[Study text — start]

Name	Type	Meaning	Optional Values
`finish_reason`	`string`	Reason the model stopped generating tokens	`stop` (naturally stopped) `length` (reached max token count) `tool_calls` (called a tool) `content_filter` (content filtered) `function_call` (called a function, deprecated)
`index`	`integer`	Index of the option in the list	-
`logprobs`	`object` \| `null`	Log probability information of the option	-
`message`	`ChatCompletionMessage`	Chat message generated by the model	-

The message object contains the following attributes:

Name	Type	Meaning	Note
`content`	`string` \| `null`	Message content	May be null
`refusal`	`string` \| `null`	Refusal message generated by the model	Provided when content is refused
`role`	`string`	Role of the message author	Fixed at `"assistant"`
`audio`	`object` \| `null`	Audio output data	Provided when audio output is requested Learn more
`function_call`	`object` \| `null`	Name and parameters of the function to be called	Deprecated, recommended to use `tool_calls`
`tool_calls`	`array` \| `null`	Tool calls generated by the model	e.g., function calls, etc.

The usage object contains the following attributes:

Name	Type	Meaning
`prompt_tokens`	`integer`	Number of prompt tokens
`completion_tokens`	`integer`	Number of generated tokens
`total_tokens`	`integer`	Total number of tokens

An example of result is shown below:

{
    "id": "ed960013-eb19-43fa-b826-3c1b59657e35",
    "choices": [
        {
            "finish_reason": "stop",
            "index": 0,
            "message": {
                "content": "| 名次 | 国家/地区 | 金牌 | 银牌 | 铜牌 | 奖牌总数 |\n| --- | --- | --- | --- | --- | --- |\n| 1 | 中国（CHN） | 48 | 22 | 30 | 100 |\n| 2 | 美国（USA） | 36 | 39 | 37 | 112 |\n| 3 | 俄罗斯（RUS） | 24 | 13 | 23 | 60 |\n| 4 | 英国（GBR） | 19 | 13 | 19 | 51 |\n| 5 | 德国（GER） | 16 | 11 | 14 | 41 |\n| 6 | 澳大利亚（AUS） | 14 | 15 | 17 | 46 |\n| 7 | 韩国（KOR） | 13 | 11 | 8 | 32 |\n| 8 | 日本（JPN） | 9 | 8 | 8 | 25 |\n| 9 | 意大利（ITA） | 8 | 9 | 10 | 27 |\n| 10 | 法国（FRA） | 7 | 16 | 20 | 43 |\n| 11 | 荷兰（NED） | 7 | 5 | 4 | 16 |\n| 12 | 乌克兰（UKR） | 7 | 4 | 11 | 22 |\n| 13 | 肯尼亚（KEN） | 6 | 4 | 6 | 16 |\n| 14 | 西班牙（ESP） | 5 | 11 | 3 | 19 |\n| 15 | 牙买加（JAM） | 5 | 4 | 2 | 11 |\n",
                "role": "assistant"

[Study text — finish]
[Recorded data — start]

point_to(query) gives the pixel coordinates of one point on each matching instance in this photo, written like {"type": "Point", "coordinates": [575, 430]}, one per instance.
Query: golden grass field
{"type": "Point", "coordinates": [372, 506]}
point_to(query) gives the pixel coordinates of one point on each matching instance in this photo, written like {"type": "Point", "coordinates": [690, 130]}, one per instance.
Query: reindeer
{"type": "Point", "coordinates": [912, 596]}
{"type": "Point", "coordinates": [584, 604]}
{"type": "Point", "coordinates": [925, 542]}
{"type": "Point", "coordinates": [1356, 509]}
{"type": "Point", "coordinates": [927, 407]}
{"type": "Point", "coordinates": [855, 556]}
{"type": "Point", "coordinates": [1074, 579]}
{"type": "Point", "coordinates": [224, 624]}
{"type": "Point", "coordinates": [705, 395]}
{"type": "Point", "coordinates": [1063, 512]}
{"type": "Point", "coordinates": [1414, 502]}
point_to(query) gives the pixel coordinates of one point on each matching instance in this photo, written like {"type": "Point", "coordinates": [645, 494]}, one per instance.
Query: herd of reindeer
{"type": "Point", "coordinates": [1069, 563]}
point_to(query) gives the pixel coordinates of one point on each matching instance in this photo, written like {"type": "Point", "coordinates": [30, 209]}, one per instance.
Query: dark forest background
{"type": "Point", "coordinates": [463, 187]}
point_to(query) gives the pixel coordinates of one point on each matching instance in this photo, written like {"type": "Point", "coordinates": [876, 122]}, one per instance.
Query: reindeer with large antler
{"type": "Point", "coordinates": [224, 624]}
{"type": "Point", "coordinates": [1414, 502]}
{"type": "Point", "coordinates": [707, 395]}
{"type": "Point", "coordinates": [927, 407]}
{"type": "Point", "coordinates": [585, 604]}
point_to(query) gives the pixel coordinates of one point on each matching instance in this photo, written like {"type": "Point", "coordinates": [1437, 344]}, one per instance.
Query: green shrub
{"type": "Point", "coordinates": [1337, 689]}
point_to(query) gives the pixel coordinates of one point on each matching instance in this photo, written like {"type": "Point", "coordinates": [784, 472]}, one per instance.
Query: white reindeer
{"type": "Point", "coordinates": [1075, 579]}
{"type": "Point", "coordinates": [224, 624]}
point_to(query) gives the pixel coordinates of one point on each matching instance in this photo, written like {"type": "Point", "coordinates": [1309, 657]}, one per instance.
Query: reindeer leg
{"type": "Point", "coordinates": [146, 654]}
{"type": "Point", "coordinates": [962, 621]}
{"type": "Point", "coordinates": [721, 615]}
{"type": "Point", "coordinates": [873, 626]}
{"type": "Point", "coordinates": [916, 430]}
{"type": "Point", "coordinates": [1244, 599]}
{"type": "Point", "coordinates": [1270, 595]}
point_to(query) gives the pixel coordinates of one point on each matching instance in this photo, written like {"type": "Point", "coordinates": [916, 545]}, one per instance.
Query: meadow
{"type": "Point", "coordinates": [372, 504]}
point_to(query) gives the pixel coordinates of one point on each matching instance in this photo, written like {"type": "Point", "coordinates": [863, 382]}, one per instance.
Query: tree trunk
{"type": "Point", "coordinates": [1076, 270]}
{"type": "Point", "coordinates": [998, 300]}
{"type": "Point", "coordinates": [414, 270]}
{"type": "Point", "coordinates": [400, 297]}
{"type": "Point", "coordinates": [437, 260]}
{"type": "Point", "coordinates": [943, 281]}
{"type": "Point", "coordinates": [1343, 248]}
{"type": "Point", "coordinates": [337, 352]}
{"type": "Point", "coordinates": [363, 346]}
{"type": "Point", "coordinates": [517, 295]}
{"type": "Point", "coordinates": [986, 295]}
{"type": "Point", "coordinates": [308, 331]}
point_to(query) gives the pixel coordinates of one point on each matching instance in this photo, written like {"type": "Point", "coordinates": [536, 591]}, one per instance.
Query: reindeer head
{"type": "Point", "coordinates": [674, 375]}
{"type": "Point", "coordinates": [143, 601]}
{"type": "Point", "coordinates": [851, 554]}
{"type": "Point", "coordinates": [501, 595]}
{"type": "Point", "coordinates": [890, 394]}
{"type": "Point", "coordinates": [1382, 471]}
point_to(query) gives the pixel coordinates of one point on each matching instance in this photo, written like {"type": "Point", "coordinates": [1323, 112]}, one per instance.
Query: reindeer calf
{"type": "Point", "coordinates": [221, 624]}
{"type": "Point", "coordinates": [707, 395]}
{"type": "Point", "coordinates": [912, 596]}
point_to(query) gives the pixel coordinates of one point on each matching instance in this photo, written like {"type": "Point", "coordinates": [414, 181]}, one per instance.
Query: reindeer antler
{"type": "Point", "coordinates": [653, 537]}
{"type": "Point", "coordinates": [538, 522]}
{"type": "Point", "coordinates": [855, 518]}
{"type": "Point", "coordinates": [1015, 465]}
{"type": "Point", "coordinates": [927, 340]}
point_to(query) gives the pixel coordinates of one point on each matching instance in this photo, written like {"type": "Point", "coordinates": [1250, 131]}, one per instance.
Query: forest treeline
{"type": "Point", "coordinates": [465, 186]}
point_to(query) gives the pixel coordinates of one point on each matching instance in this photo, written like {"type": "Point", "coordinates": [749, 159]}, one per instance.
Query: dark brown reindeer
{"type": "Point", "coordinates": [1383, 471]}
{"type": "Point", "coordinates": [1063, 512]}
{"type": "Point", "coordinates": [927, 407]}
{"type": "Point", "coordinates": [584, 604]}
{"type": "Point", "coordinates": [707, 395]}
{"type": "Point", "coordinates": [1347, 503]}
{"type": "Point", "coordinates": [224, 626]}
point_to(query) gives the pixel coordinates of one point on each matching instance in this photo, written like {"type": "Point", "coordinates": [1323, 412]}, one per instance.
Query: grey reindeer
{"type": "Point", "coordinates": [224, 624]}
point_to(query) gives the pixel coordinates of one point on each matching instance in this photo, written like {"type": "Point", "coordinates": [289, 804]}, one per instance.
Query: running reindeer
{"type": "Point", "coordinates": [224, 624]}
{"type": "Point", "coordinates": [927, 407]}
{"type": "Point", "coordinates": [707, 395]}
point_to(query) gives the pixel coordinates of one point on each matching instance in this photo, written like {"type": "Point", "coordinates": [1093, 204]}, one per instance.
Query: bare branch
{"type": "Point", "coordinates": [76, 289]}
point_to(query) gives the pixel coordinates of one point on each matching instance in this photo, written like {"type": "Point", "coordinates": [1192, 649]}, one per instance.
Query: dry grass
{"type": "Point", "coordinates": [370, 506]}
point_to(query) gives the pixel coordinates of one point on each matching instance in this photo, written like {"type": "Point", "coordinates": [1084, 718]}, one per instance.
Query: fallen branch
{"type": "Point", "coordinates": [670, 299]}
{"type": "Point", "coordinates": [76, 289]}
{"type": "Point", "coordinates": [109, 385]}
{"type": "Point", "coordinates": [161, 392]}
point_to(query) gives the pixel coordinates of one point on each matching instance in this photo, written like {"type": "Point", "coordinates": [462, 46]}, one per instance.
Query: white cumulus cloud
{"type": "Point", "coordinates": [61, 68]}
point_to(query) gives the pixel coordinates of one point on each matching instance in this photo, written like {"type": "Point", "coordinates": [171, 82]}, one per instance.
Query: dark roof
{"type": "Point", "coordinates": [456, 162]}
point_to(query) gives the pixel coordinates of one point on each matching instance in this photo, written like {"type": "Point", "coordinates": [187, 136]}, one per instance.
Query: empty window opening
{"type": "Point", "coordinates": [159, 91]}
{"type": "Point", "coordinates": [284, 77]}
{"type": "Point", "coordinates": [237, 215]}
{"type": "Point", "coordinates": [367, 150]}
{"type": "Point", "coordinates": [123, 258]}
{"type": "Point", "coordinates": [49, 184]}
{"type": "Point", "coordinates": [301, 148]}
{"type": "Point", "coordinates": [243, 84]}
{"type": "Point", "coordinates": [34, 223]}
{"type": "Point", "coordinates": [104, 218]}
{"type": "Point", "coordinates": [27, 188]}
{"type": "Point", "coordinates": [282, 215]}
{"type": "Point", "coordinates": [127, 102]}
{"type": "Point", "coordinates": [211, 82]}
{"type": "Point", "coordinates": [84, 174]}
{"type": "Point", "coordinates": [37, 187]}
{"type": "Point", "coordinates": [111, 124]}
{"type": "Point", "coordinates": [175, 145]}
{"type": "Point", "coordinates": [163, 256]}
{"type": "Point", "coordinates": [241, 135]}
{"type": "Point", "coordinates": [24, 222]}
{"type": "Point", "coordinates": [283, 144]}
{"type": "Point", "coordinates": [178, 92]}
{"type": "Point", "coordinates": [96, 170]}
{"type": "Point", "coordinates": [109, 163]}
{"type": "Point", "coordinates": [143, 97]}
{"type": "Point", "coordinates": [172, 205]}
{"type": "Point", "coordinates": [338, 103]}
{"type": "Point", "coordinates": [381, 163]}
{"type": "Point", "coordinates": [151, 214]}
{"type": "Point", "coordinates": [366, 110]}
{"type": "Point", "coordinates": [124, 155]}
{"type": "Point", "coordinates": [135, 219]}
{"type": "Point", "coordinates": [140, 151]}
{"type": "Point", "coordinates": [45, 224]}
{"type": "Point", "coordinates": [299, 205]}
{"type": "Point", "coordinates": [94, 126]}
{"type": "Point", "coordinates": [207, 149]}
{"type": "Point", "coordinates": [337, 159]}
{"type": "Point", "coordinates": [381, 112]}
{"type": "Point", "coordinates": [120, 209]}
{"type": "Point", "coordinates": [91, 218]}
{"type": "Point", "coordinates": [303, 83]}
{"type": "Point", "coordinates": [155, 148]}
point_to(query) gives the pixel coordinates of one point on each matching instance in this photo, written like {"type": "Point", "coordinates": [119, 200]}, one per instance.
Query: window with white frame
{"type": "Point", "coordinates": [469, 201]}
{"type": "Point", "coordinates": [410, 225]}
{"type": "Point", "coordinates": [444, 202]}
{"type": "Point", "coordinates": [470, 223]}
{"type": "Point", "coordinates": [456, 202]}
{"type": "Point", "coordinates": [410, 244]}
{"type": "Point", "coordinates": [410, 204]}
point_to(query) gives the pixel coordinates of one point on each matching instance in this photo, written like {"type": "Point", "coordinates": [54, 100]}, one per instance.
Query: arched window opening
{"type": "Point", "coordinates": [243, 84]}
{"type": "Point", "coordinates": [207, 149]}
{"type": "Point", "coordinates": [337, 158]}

[Recorded data — finish]

From the API response documentation above, copy word for word everything from "The message object" down to "function calls, etc.".

The message object contains the following attributes:

Name	Type	Meaning	Note
`content`	`string` \| `null`	Message content	May be null
`refusal`	`string` \| `null`	Refusal message generated by the model	Provided when content is refused
`role`	`string`	Role of the message author	Fixed at `"assistant"`
`audio`	`object` \| `null`	Audio output data	Provided when audio output is requested Learn more
`function_call`	`object` \| `null`	Name and parameters of the function to be called	Deprecated, recommended to use `tool_calls`
`tool_calls`	`array` \| `null`	Tool calls generated by the model	e.g., function calls, etc.